Texte de lecture:
Dans la nuit de mardi à mercredi 29 juillet, un migrant a trouvé la mort en essayant de passer de France en Angleterre via l’Eurotunnel. Ce qui porte à neuf le nombre de migrants morts de cette façon depuis juin. La réponse des pouvoirs publics français ? Sécuriser le tunnel encore plus…
Auteur : Jonathan Lefevre
La victime, âgée entre 25 et 30 ans et d’origine soudanaise, s’est fait écraser par un camion. Selon Eurotunnel, le nombre de personnes voulant passer la frontière via la tunnel sous la manche s’élève à 3 500 en deux nuits (2 000 dans la nuit de lundi a mardi et 1 500 la nuit dernière). Ce chiffre élevé s’explique par un conflit social qui bloque le trafic transmanche. Les migrants voyant là une belle occasion de quitter la « jungle » de Calais, où des milliers de personnes survivent en attendant une solution.
La « jungle » est une zone d’urgence humanitaire. Fin des années 1990, le gouvernement social-démocrate français de Lionel Jospin décide, vu le nombre de migrants qui tentent de passer la frontière à cet endroit, de construire un abri. Le centre de Sangatte, prévu initialement pour 200 personnes, en accueille finalement près de 2 000. En 2002, le ministre de l’Intérieur Nicolas Sarkozy (futur président de la République, UMP, droite) décide de tout raser. Après quelques années où l’endroit est une zone de non-droit où seules les associations humanitaires décident d’agir, la « nouvelle jungle de Calais » comme l’appelle la presse, compte plus de 2 000 personnes, en majorité des ressortissants du Pakistan, d’Erythrée, d’Afghanistan ou du Soudan.

En plus de la misère de ce bidonville, ses habitants doivent faire face à un autre problème : les violences policières. Dans son dernier rapport sur la France, le comité des droits de l’Homme de l’ONU dénonce « le recours abusif à la force par les forces de l’ordre ». (Lire le rapport ici)
« Le Comité s’inquiète des allégations faisant état de mauvais traitements, d’usage excessif de la force et d’utilisation disproportionnée d’armes de force intermédiaires, en particulier lors d’interpellations, d’évacuations forcées et d’opérations de maintien de l’ordre. Il s’inquiète également de la persistance de « contrôles au faciès » et d’ allégations de harcèlement policier, de violences verbales et d’abus de la force contre des migrants et des demandeurs d’asile dans la ville de Calais », peut-on y lire, entre autres. Il recommande à l’État français « que l’usage excessif de la force donne lieu à des enquêtes approfondies et que les auteurs soient traduits en justice et, s’ils sont reconnus coupables, condamnés à des peines à la mesure de la gravité de leur acte ».

Questions d'étude:
1: D'après le texte sur les migrants de Calais, combien de personnes le centre de Sangatte devait-il accueillir initialement ?
2: Poursuivez le texte sur les migrants de Calais à partir de sa dernière phrase.
Les enregistrements qui suivent n'ont aucun lien avec le texte.

Entrées de données extraites
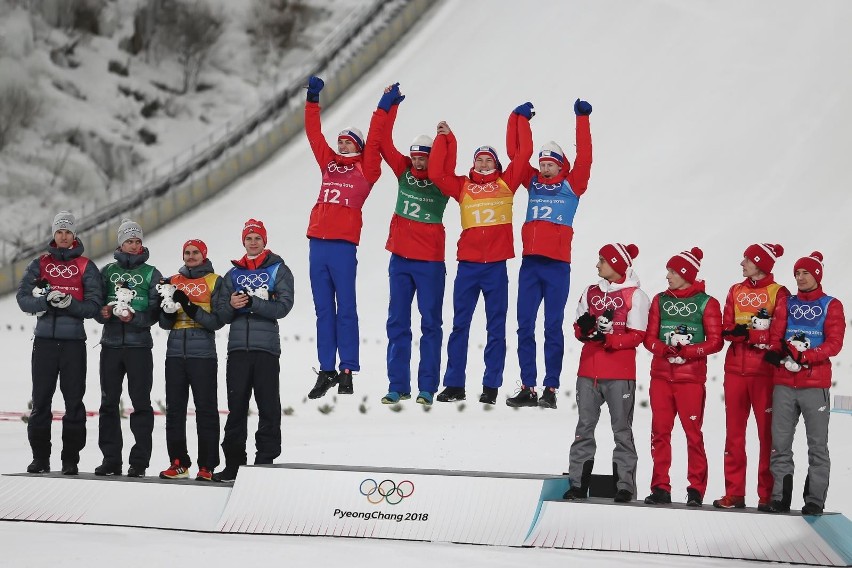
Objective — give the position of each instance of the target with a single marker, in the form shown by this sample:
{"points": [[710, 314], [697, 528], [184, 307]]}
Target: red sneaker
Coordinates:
{"points": [[204, 474], [176, 471], [730, 502]]}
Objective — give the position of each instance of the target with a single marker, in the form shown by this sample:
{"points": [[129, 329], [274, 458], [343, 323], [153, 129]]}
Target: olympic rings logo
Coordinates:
{"points": [[752, 299], [414, 181], [680, 308], [805, 312], [255, 280], [130, 279], [192, 289], [538, 186], [607, 302], [389, 491], [62, 270], [334, 167], [490, 187]]}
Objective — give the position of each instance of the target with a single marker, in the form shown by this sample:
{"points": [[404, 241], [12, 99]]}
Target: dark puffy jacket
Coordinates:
{"points": [[64, 323], [257, 328], [136, 332], [195, 342]]}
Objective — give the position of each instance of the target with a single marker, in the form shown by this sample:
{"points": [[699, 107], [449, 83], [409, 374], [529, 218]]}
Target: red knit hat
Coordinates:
{"points": [[618, 256], [764, 255], [254, 226], [812, 263], [687, 263], [197, 243]]}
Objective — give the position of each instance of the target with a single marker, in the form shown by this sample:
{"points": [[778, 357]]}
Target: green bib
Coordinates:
{"points": [[419, 200], [683, 311], [139, 279]]}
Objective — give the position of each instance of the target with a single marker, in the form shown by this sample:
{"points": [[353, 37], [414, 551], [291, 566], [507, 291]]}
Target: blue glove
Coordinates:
{"points": [[582, 108], [390, 98], [315, 85], [526, 110]]}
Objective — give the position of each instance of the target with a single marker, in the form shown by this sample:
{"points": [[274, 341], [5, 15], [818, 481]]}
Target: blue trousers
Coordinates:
{"points": [[492, 280], [427, 280], [333, 266], [542, 278]]}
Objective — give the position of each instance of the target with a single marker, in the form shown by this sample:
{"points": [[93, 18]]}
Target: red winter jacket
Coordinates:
{"points": [[543, 237], [407, 238], [615, 358], [332, 220], [743, 357], [482, 244], [694, 370], [817, 373]]}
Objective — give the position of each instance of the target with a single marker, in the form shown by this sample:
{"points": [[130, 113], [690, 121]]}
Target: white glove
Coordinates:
{"points": [[58, 299], [262, 293]]}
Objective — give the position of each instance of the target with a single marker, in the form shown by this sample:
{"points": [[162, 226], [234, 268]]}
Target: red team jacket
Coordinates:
{"points": [[333, 220], [407, 238], [694, 370], [482, 244], [817, 373], [747, 297], [548, 239], [615, 358]]}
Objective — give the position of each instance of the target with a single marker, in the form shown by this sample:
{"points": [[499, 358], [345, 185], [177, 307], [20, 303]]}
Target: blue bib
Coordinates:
{"points": [[807, 318], [250, 280], [555, 203]]}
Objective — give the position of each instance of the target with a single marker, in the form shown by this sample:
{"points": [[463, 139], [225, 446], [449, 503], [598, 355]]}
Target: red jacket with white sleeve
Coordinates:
{"points": [[744, 300], [816, 372], [672, 303], [615, 357], [334, 217]]}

Réponses aux exercices:
1: 200 personnes.

2:
« La France est pourtant un pays riche »
La réaction du ministre de l’Intérieur, Bernard Cazeneuve (PS) après cette neuvième victime ? Le déploiement de 120… policiers et gendarmes aux alentours du tunnel. Et pour la situation des migrants ? Rien. En tout cas, pas assez selon quatre ONG (Médecins du Monde, Solidarités International, le Secours Islamique de France et le Secours Catholique) qui ont lancé depuis le 30 juin une grande opération visant à améliorer les conditions de vie des locataires de la jungle. Aide médicale, construction d’abris, kits d’hygiène… sont là pour permettre à ces familles de (sur)vivre un peu plus décemment. « La France est pourtant un pays riche, tout à fait capable de répondre à cette situation. Mais les autorités ont une volonté politique délibérée de ne pas protéger ces gens », selon Jean-François Corty, directeur des opérations en France de Médecins du Monde au quotidien régional La Voix du Nord le 1er juillet. Thierry Benlahsen, de Solidarités International : « Ici, les normes des Nations Unies ne sont même pas respectées : elles prévoient par exemple une latrine pour 50 personnes dans les situations d’urgence. Or, à Calais, les migrants disposent actuellement d’une latrine pour 115 personnes ! »
La « jungle » de Calais, et le sort de ses locataires, est un problème d’urgence humanitaire en plein coeur de l’Europe occidentale, à quelques kilomètres du siège de l’Union européenne. Et ce problème, qui dure depuis plus de 20 ans, l’État français ne semble pas vouloir le régler autrement que par la force. A quand un vrai investissement des pouvoirs publics du « pays des droits de l’Homme » ?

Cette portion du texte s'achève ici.